** BEGIN RECORDS PROVIDED **

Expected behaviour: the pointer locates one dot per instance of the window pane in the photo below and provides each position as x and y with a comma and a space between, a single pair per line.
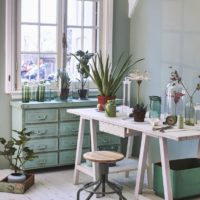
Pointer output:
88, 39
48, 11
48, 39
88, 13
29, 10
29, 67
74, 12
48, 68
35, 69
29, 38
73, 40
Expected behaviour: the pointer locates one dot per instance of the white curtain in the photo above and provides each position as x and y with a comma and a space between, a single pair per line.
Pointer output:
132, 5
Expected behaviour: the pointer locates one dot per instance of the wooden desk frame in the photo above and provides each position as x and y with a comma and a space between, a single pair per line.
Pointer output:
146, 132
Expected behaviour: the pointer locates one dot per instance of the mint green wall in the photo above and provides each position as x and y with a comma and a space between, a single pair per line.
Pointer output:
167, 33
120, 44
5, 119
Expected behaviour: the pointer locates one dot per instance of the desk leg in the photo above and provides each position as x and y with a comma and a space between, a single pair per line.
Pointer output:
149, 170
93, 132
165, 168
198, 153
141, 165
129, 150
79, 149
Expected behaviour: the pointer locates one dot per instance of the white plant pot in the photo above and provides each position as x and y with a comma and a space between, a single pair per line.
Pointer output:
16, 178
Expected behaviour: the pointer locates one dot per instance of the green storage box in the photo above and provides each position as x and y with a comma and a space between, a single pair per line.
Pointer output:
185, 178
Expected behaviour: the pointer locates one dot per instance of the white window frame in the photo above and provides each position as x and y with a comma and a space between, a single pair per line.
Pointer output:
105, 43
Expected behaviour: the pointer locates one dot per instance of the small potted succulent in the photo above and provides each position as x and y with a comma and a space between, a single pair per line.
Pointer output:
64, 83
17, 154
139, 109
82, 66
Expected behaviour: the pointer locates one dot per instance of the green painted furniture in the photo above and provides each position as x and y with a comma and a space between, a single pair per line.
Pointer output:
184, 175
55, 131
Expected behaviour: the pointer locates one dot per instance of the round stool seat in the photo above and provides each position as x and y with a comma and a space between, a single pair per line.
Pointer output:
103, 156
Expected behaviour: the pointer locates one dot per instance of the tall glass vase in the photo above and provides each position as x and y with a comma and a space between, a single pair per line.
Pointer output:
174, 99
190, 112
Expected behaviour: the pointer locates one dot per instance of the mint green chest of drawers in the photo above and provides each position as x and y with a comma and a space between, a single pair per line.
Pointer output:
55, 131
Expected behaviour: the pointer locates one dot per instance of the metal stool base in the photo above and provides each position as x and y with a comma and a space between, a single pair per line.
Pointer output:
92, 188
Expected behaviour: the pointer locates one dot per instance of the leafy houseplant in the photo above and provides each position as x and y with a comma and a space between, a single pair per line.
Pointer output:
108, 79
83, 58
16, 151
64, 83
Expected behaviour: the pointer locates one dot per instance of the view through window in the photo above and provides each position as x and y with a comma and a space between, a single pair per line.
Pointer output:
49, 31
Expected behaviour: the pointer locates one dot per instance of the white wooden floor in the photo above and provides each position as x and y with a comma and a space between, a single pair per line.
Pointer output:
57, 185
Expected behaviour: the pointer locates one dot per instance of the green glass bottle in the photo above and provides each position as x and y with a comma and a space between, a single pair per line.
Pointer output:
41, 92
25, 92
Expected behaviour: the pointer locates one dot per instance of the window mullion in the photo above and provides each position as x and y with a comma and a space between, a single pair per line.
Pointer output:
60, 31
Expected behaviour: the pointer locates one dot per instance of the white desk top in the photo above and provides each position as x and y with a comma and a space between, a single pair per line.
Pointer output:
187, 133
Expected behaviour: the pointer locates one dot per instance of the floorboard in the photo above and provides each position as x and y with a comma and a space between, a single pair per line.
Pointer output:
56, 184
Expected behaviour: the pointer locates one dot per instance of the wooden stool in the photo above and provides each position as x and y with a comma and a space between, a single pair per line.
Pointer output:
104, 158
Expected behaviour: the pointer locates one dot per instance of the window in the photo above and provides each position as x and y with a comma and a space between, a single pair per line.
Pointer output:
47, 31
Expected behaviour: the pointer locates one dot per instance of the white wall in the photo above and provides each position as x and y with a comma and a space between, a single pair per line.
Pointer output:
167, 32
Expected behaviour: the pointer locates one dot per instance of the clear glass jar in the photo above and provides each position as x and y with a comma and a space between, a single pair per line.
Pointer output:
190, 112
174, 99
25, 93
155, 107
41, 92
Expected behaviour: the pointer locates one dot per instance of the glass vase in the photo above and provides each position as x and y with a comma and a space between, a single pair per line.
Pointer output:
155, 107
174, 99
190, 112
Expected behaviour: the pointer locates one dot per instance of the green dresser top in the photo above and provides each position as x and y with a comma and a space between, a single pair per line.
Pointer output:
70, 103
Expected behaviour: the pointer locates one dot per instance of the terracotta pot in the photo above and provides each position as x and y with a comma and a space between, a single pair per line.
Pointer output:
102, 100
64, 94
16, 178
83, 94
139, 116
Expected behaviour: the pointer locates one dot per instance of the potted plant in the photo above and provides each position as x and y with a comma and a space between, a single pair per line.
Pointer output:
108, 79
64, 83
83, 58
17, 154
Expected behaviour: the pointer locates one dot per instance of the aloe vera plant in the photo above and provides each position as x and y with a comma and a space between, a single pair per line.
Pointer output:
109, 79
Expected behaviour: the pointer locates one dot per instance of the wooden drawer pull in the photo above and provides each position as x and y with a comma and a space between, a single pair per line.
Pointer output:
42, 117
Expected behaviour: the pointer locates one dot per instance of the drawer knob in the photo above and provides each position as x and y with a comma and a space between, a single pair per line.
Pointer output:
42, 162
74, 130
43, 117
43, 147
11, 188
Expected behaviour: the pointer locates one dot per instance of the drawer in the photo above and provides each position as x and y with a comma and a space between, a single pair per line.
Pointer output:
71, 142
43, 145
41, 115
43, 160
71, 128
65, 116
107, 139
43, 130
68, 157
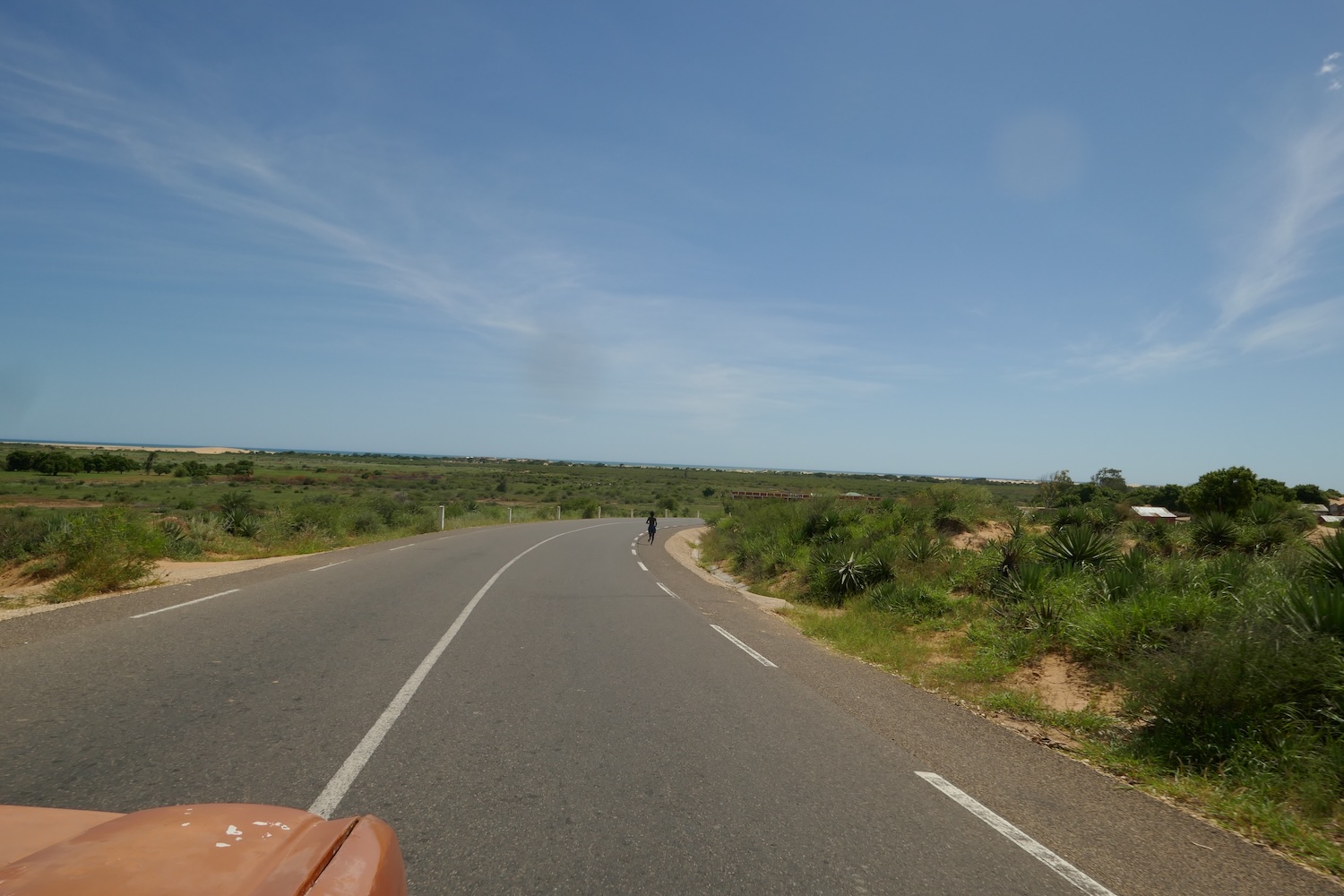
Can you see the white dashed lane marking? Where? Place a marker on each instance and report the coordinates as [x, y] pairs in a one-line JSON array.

** END RECORDS PROVIDED **

Repeat the records above exactly, leaving out any pictures they contain.

**RESPONSE TO THE TASK:**
Expected behaviour: the pointer locates one dot per instance of the window pane in the photo below and provides each position as x and y with a comma and a space between, a single pair per line.
Pointer output:
88, 39
48, 11
48, 39
88, 13
29, 10
29, 67
74, 12
48, 68
35, 69
29, 38
73, 40
Expected behaviour: the pointer locates one dot per instance of the white curtain in the photo above and provides each position as x and y with a comma and a space between, a single pair per line.
Pointer output:
132, 5
Expected behaviour: the pointer locates one dot per instance of the wooden desk frame in the photo above and provides each position as x and y with a comma and a space between, a single pair per line.
Pointer output:
146, 132
Expected behaviour: the pointer locates one dot per instance of the mint green wall in the photo above and provides each position as x and y with a comma and a space between, a single pair per line.
Pointer output:
167, 33
120, 44
5, 119
Expected behaviour: the pointer locates one dot per instance of the desk leg in the photo above and provides each position as x and y with a comma and a space between, a single pair per line.
Pointer output:
149, 170
93, 132
165, 168
198, 153
141, 165
129, 150
79, 149
Expected behaviour: the pointer locates one dot per instance of the white plant pot in the photo above and provides each position as x and y with a comma and a space between, a single pair per line.
Pointer output:
16, 178
Expected behaviour: the pointer locates one dot per instance of the green storage box in the photo above and provides each position as x and y with a comma and a space between, a single pair per line.
Pointer output:
185, 178
Expected behaviour: the pointer locates one dot per instance of the white window frame in the photo above and provides each position as x and y with a comma and a space between, a single pair per line.
Pointer output:
105, 43
Expected behaviour: the pointer locates one dot per instance of the small potted succulent in the photo above and provides each position as x and y with a comma and a space between, a single pair per line.
Pointer output:
64, 83
17, 154
139, 109
82, 66
Expected behaviour: the pointer locates one dot per instance of the green painted furniture in the photo above and provides each position as x and y with a comma and a space between, a single pair per line.
Pointer output:
184, 175
55, 131
Expected behaviour: the pointer locates one dot per instance of the round stool seat in the photo above and provides each position as x and y with a comma and a space between, a single pair per line.
Pointer output:
103, 156
Expected behaviour: the pointer locates one dot per instance of the tall glass vase in the photo above and provides each position as x and y with a comma and a space between, a single pair per line.
Pointer output:
174, 99
190, 112
Expected behaviour: the pointer locates one dot per instance of the mint green chest of drawers in the photo above and provides each position as x and y with a comma and a space between, a single pair per line.
Pointer output:
55, 131
Expected behaviour: the pointer locates one dot per instance of the metal stool base in the photo above and provides each position as x and y with a comma and a space between, a single pair per line.
Pointer output:
92, 188
Expected behaviour: the pointer locates one dot per instance of the leafy houseplant in the photo above and provides each position as x and y with a comma and a space between, a single pair per line.
Pointer output:
108, 79
83, 58
16, 151
64, 83
Expected behaviour: the pointer locates one dot per instance of the view through window in the photo above and provides each position as x and y with a comma and a space between, a single pair per line.
Pointer output:
49, 31
Expected behaviour: the pointer locates one dot per instance of the white wooden floor in the photo above and provides each position as x and y with a comma and a space between, a single pair per line.
Pointer output:
57, 185
Expected behaviour: the pointer locates one dot per instance of the green glass bottle in the photo above and provides each position as x and y with a comma and a space between, a single pair per line.
Pointer output:
41, 92
25, 92
Expected behaviour: the pointer locates one dot per instance of the window mullion in the photo above and provides each position as x and y with a comma and a space between, a single pair per line.
Pointer output:
60, 31
Expected behaviour: the pointer locates one dot per instance of the white desk top in the photo above and provides each position as x and y with a comma and a space between, a single pair per line.
Pointer output:
187, 133
Expected behaviour: the pointer locates one dot per instance of the floorboard in the photo above and provides each position as x and y with a comma and a space between, a single pair per line.
Pointer output:
56, 184
Expected behaviour: the pointer locates one dot per instance of the wooden stool in the photo above and provides each position as x and y with a comma and a space between, a single pair per line.
Pointer output:
104, 158
Expected behaviour: the pointer locates one dot per instance of the window in the photo above and provides each position as x and y with a comma and a space between, a single pair per line.
Pointer output:
47, 31
Expected behaviour: the pointer locates one dot per instance of the white wall in the photo above and provides each position as x and y with a comma and a space between, a single pair per line.
Pointer output:
167, 32
Expected behaviour: the pointer locates one dot per instance of the clear glass jar in the photo above and provides each position as x and y with a comma and a space between, a single pair per line.
Pointer output:
190, 112
174, 99
25, 93
155, 107
41, 92
Expected behaviour: the pointer locates one dot per instance of the glass vase in the photo above and provides each position as x and y with a comma and a space between, a single pair per line.
Pointer output:
155, 107
174, 99
190, 112
Expected behaviour: the pointer locates one dot per instance of the green dresser top in the photo above and provides each position as x and y with a comma and a space between, a single pair per line.
Pointer output:
70, 103
Expected behaviour: the pointer locates one dot per instance of the terracotta pot in the photo above and provides each position as x and y with a comma and a space between, a single pair per line.
Pointer output:
102, 100
64, 94
16, 178
83, 94
139, 116
Expected behaviour: the pointer locates one dot per instance of the potted plant in the photo above and provides each position as x and y with a comma and a space between, a single pair per line.
Pointer output:
108, 79
64, 83
83, 58
17, 154
Expected behaviour: the pointer locates one dot per instance of the aloe vera plant in the photo above and provides each position as x and y with a comma and a space between, a single pair per line.
Pointer output:
109, 79
Expected behaviour: the pointer locates one dot per instance of the wooden drawer pull in the photo above and provides each position as x and y with a comma and a space between, a single pair per line.
Pointer output:
42, 117
Expected behaviour: the pointer locates one dot per instance of the drawer knob in the photo above and provides each position as x and y with a comma and a space between, a single pair per line.
Pointer output:
42, 162
74, 130
43, 117
43, 147
11, 188
Expected behaviour: the pointer locates one dot per instance of the drawer in the photo above and provides each position as x and y with a comma and a space between, a single pair per line.
Pointer output:
71, 142
43, 145
41, 115
43, 160
71, 128
65, 116
107, 139
43, 130
68, 157
Can you see the white dashed lane marking? Where? Place a marker on each instance and report the coordinates as [x, y] pairs in a one-line JSON array.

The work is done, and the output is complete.